# Start of ENTRIES PROVIDED

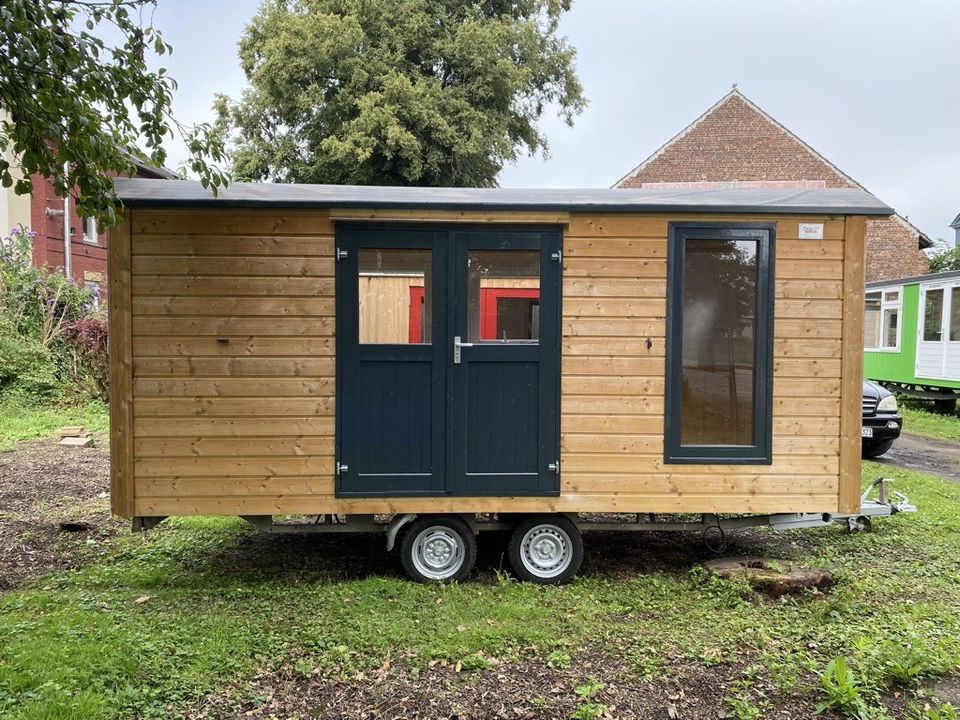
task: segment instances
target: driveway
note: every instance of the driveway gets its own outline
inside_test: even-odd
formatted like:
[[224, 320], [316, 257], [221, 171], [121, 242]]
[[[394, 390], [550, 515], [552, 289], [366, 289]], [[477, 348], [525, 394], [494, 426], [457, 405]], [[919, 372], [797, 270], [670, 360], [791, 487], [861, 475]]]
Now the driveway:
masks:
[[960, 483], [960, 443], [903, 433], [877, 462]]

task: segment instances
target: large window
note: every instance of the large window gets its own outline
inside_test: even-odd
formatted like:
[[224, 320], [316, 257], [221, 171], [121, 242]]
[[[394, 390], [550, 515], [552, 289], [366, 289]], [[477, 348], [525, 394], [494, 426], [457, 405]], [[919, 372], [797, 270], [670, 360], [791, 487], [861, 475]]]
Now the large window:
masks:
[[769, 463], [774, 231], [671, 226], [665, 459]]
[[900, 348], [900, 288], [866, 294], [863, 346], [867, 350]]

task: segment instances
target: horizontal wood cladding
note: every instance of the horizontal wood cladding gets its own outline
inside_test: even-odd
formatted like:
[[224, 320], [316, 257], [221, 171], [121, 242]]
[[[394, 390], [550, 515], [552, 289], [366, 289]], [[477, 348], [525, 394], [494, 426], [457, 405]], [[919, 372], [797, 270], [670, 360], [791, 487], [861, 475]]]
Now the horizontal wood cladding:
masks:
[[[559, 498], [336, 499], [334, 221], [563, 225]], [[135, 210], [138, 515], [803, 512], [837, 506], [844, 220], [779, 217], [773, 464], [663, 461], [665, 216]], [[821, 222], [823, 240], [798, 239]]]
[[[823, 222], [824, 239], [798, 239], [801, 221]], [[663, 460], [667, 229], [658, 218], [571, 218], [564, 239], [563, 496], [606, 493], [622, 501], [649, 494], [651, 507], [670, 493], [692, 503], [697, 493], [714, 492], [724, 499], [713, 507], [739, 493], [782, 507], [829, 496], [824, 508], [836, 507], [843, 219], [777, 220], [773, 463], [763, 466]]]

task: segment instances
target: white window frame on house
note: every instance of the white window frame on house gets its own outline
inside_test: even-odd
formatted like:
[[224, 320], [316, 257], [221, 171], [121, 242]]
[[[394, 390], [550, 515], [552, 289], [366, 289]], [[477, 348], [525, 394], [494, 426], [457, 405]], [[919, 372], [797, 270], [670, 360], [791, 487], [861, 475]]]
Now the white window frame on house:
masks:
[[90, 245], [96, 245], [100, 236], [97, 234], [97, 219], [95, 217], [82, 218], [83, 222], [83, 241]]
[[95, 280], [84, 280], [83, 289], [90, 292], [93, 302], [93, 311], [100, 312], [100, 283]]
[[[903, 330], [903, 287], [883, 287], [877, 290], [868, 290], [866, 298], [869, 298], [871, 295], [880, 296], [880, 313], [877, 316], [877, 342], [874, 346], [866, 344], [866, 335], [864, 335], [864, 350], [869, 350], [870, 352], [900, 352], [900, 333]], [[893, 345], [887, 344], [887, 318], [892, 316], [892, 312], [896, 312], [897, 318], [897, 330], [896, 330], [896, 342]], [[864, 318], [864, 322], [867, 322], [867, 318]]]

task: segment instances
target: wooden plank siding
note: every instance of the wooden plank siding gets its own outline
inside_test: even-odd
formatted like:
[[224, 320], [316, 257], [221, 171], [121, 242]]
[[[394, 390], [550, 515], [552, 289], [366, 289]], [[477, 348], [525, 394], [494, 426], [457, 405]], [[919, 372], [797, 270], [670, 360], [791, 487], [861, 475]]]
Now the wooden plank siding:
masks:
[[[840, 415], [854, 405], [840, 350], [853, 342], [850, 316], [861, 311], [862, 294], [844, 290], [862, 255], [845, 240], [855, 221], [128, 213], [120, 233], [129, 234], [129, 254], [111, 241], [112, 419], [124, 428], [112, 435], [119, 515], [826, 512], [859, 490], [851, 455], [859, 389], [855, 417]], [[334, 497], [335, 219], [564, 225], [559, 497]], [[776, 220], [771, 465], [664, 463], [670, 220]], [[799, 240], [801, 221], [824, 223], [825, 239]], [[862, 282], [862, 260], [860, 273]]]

# End of ENTRIES PROVIDED

Add 75 to each coordinate in the answer outlines, and rewrite every line of the listing from its start through the line containing "[[900, 348], [900, 288], [866, 294], [863, 346], [867, 350]]", both included. Change only the answer outlines, and leave out the picture.

task: segment instances
target: driveway
note: every instance of the driveway gets its own outline
inside_test: even-odd
formatted like:
[[224, 320], [316, 257], [221, 171], [121, 242]]
[[[394, 390], [550, 515], [552, 289], [366, 289]], [[477, 348], [525, 394], [494, 426], [457, 405]], [[919, 372], [797, 270], [670, 360], [791, 487], [861, 475]]]
Now the driveway:
masks:
[[1035, 558], [1035, 518], [978, 508], [952, 537]]

task: segment instances
target: large window
note: every instance of the large window gets its own outline
inside_test: even-odd
formatted like:
[[224, 320], [316, 257], [221, 171], [121, 242]]
[[[394, 390], [550, 515], [552, 289], [366, 289]], [[477, 348], [525, 394], [494, 426], [457, 405]], [[919, 372], [797, 270], [670, 360], [791, 487], [861, 475]]]
Now the large window:
masks:
[[844, 538], [849, 306], [746, 301], [740, 534]]
[[975, 423], [975, 363], [941, 369], [938, 421], [942, 425]]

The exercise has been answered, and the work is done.